**Your assignment**
The records below must be reproduced in full and without error.

**Extracted entries**
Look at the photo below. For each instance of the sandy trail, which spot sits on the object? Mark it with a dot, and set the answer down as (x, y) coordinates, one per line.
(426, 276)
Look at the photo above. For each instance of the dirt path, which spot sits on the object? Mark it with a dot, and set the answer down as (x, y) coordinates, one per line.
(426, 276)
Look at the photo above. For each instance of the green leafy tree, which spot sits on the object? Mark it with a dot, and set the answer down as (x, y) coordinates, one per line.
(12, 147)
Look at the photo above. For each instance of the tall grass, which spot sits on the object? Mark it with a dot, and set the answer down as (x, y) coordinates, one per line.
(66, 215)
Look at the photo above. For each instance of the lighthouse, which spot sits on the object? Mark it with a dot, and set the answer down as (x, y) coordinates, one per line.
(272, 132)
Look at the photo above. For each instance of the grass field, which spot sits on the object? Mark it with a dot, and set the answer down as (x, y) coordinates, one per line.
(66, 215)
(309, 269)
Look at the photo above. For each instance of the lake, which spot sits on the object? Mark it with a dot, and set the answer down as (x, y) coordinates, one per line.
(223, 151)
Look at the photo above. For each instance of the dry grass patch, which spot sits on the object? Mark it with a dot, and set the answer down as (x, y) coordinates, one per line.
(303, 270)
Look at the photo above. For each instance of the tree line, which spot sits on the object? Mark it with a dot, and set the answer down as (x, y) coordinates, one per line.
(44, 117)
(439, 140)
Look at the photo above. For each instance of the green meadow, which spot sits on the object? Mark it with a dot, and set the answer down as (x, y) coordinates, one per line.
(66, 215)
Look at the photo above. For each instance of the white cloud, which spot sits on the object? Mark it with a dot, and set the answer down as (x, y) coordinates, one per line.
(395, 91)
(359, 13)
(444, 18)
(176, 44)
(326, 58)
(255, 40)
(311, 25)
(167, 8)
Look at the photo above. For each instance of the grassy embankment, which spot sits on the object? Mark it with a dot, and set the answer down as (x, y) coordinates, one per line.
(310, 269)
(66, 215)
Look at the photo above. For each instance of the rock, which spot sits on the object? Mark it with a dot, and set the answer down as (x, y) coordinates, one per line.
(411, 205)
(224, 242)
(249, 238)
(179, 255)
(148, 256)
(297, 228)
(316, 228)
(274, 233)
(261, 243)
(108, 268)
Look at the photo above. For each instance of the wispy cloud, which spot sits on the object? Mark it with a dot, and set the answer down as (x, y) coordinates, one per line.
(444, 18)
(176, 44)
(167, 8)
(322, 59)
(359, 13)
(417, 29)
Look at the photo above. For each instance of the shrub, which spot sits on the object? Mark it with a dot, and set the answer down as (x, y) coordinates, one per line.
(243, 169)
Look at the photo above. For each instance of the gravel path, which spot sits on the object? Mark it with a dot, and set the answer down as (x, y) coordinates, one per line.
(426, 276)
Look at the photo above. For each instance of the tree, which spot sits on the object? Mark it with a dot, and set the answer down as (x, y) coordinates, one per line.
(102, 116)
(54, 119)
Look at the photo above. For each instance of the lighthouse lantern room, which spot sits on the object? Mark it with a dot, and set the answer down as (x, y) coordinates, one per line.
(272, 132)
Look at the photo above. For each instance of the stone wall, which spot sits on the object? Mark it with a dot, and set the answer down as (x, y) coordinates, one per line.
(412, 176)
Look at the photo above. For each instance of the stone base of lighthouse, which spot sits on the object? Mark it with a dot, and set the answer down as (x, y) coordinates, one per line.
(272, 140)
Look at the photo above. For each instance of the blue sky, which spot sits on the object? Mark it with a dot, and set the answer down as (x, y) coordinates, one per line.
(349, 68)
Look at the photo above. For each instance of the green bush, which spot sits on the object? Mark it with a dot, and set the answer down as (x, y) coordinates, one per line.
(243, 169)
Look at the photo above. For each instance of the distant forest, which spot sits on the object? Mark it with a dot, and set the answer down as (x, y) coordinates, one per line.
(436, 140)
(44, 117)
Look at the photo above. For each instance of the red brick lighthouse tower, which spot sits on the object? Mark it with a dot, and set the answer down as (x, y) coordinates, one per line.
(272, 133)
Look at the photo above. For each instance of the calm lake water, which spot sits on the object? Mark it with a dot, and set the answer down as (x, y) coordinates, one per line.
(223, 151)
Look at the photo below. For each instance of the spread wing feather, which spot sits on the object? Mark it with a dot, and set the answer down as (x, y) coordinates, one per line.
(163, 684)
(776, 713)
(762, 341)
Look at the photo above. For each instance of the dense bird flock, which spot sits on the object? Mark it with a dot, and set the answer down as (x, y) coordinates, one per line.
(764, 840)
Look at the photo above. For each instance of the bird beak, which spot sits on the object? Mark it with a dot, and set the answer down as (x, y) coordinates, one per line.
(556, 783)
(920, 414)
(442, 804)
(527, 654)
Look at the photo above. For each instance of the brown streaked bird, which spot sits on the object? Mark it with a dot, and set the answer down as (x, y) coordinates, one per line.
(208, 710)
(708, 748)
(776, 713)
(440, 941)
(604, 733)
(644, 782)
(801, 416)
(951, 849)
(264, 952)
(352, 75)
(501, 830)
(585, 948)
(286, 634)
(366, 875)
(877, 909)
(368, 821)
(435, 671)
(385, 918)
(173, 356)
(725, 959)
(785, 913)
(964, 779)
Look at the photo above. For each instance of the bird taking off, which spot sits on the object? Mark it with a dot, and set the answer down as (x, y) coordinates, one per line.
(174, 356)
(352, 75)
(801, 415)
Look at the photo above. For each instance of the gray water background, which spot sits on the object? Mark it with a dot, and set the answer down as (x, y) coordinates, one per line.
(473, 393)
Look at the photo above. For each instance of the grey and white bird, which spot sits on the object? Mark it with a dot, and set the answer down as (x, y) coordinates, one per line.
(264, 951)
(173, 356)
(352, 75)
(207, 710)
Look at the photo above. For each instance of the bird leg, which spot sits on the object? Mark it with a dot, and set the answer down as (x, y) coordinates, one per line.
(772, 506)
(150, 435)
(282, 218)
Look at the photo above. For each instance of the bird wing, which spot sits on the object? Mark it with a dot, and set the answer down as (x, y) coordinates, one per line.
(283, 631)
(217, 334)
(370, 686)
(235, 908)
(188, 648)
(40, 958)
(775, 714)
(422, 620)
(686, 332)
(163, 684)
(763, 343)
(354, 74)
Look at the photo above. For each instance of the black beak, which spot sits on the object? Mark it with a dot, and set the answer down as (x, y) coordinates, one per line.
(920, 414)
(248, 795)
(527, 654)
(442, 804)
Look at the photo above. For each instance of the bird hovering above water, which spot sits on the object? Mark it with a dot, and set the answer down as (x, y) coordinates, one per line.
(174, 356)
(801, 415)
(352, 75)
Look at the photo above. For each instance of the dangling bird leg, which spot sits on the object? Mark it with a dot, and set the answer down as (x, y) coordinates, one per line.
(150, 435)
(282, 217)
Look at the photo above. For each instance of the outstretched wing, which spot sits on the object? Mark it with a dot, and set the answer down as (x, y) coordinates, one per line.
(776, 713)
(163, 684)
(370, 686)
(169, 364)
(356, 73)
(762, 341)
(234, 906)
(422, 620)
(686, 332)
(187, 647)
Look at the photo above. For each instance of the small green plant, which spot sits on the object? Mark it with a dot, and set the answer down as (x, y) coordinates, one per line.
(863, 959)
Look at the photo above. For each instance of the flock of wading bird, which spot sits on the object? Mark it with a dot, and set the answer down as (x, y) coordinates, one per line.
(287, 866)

**Completed exercise**
Look at the photo below. For each instance of the sandy trail, which spot sits on the object? Mark it with a dot, and set the answer down as (x, y) coordinates, one per line.
(426, 276)
Look at the photo above. For each instance of the dirt path, which spot sits on the object? Mark it with a dot, and set the answer down as (x, y) coordinates, one per line.
(426, 276)
Look at the photo above. For each instance of the green leafy tree, which spot sits on the object? Mark it with a dot, and set the answer down as (x, y) coordinates, one per line.
(12, 147)
Look at the photo above. For each instance of the tall grass, which spot sits on the object? Mark it with a dot, and set the answer down as (x, y) coordinates, one per line.
(66, 215)
Look at the photo above. For each instance of the lighthouse, which spot sits on the object? Mark it with a dot, and set the answer down as (x, y) coordinates, one per line.
(272, 132)
Look at the photo above. For each instance of the grass field, which spot sits on the object? Mark it with a dot, and set the answer down as (x, y) coordinates, one per line.
(66, 215)
(309, 269)
Look at the photo above. For each instance of the lake, which spot sits on the object? Mark it with a dot, and set the answer down as (x, y) coordinates, one per line.
(223, 151)
Look at the photo above. For each instance of the dry grass patch, which spot sits on the object? Mark it with a dot, and set the answer down as (x, y) coordinates, one per line.
(303, 270)
Look at the photo above. For each instance of the tree line, which spot sits on the object? Mark it with a dot, and set the answer down as (x, y) coordinates, one per line.
(44, 117)
(439, 140)
Look at the photo above. For each instance of the green meadow, which spot sits on the object? Mark it with a dot, and set the answer down as (x, y) coordinates, one per line.
(66, 215)
Look at the photo above. For each instance of the white cloud, which spot sits on the object? Mark it with a dot, and set the answer down as (x, y) coordinates, one per line.
(395, 91)
(359, 13)
(444, 18)
(176, 44)
(326, 58)
(255, 40)
(311, 25)
(167, 8)
Look at the photo above. For each instance of the grassy embankment, which spot sits on the object? Mark it with a dot, and set the answer down as (x, y) coordinates, one per line.
(310, 269)
(66, 215)
Look at the photo above. For each instance of the rock, which spot sits on the object? Mark it with a dot, and set the answer down as (x, y) coordinates, one per line.
(411, 205)
(224, 242)
(249, 238)
(179, 255)
(148, 256)
(297, 228)
(316, 228)
(274, 233)
(261, 243)
(108, 268)
Look at the photo above. For each instance of the wispy cloud, which spot sits on the object? Mark it with a dot, and set the answer down as (x, y) coordinates, one per line.
(444, 18)
(176, 44)
(167, 8)
(322, 59)
(359, 13)
(417, 29)
Look at the photo above. For each instance of the shrub, which spot sits on the object? Mark it with a dot, and set the answer down as (x, y) coordinates, one per line.
(243, 169)
Look at the photo above. For each instance of the gravel path, which spot sits on the object? Mark it with a dot, and set the answer down as (x, y) coordinates, one per line.
(426, 276)
Look at the photo above. For each instance of the tree, which spot sits on the object? Mark it with a dot, and set the answer down as (x, y) coordinates, one per line.
(102, 116)
(54, 119)
Look at the photo above. For each instance of the lighthouse lantern room, which spot sits on the object? Mark it with a dot, and set the answer down as (x, y) coordinates, one per line.
(272, 132)
Look at the photo above. For each instance of the stone wall, which spot sits on the object? Mark it with a dot, and set the answer down as (x, y) coordinates, one per line.
(412, 176)
Look at the photo above. For each instance of the stone base of lighthouse, which spot sits on the object? Mark it with a dot, and set the answer down as (x, y) coordinates, one per line.
(272, 140)
Look at the photo above. For each instance of the blue sky, which spot sits on the object? Mark it with a dot, and set the answer down as (x, y) coordinates, one per line.
(349, 68)
Look at the photo above. For each instance of the green bush, which spot sits on the object? Mark it with a dot, and set the answer down as (x, y) coordinates, one per line.
(243, 169)
Look at the photo above. For each instance of the distant forest, which spot sits on the object? Mark it with a dot, and set the answer down as (x, y) coordinates, one per line.
(436, 140)
(44, 117)
Look at the photo above. For each instance of the red brick lighthouse tower, which spot sits on the object? Mark it with a dot, and set the answer down as (x, y) coordinates, one per line.
(272, 133)
Look at the photo above. For each instance of the calm lake water, which spot sits on the object? Mark it with a dot, and set the answer down as (x, y) coordinates, one per line.
(223, 151)
Look at the photo below. For each instance of the spread wing feather, which spot sits on the object? Mark it with a dot, and set the answer down as (x, y) coordinates, one per line.
(163, 684)
(776, 713)
(762, 341)
Look at the photo above. For each instance of the dense bird flock, which spot sits on the object? Mark it with a dot, and set the answer down as (x, y) coordinates, one per line.
(764, 840)
Look at the photo above. For each instance of the bird beak, which spot sits on the object? Mark it with a dot, and set the answer down as (x, y) coordinates, one per line.
(556, 783)
(920, 414)
(442, 804)
(527, 654)
Look at the photo above. For each instance of the brown streaked bird, which spot sits on the object? Mark it with a dot, and set the answer down as (x, y) coordinates, one per line.
(208, 710)
(708, 748)
(776, 713)
(440, 941)
(604, 733)
(644, 782)
(801, 416)
(951, 849)
(264, 952)
(352, 75)
(501, 830)
(585, 948)
(286, 634)
(366, 875)
(877, 909)
(368, 821)
(435, 671)
(385, 918)
(173, 356)
(725, 959)
(785, 913)
(964, 779)
Look at the photo above. For each instance of the bird taking off, which spot sits on the object? Mark it with a dot, and set the answer down as (x, y) coordinates, one per line.
(174, 356)
(352, 75)
(801, 415)
Look at the photo above. For each instance of the gray water background, which spot sits on the object? Mark it with a dot, and set the answer down as (x, y) coordinates, one per line.
(473, 393)
Look at the photo above. For each instance of the grey and white bird, which spot sits on the object? Mark it with a dot, and set the answer down as (x, y) coordinates, one per line.
(264, 951)
(173, 356)
(352, 75)
(207, 710)
Look at the photo above. For each instance of the bird leg, which spot sits on the object? Mark it with a dot, and set the answer down as (x, y) coordinates, one per line.
(772, 506)
(150, 435)
(282, 218)
Look at the photo above. For each instance of the bird wing, which spot sits on the object? Mark it with a dot, and set the answer down as (x, y) coordinates, one per line.
(283, 631)
(217, 334)
(370, 686)
(235, 908)
(188, 648)
(40, 958)
(775, 714)
(422, 620)
(686, 332)
(163, 684)
(763, 343)
(354, 74)
Look at the photo above. For each instance of the black beak, which spot sits on the object? Mark it with a dot, and set the answer down as (x, y) coordinates, one per line.
(920, 414)
(248, 795)
(527, 654)
(442, 804)
Look at the photo above. For each instance of the bird hovering above water, which spot sits on the object? Mark it with a dot, and set the answer down as (x, y) coordinates, one per line.
(174, 356)
(801, 415)
(352, 75)
Look at the photo above. For each instance of the dangling bird leg, which spot sits on the object? Mark it with a dot, and set the answer down as (x, y) coordinates, one per line.
(150, 435)
(282, 217)
Look at the photo above. For each instance of the outstretched wing, which spot sits on the object? Mark it with a dot, and set the answer down as (x, y) coordinates, one per line.
(776, 713)
(163, 684)
(370, 686)
(169, 364)
(356, 73)
(762, 341)
(234, 906)
(422, 620)
(686, 332)
(187, 647)
Look at the photo above. For each instance of the small green plant, which spot sits on the object? Mark it with a dot, and set the answer down as (x, y) coordinates, one per line.
(863, 959)
Look at the photo above. For each instance of the flock of wading bird, which spot sits on the object? Mark it with a dot, and set the answer down as (x, y) coordinates, one per line.
(287, 866)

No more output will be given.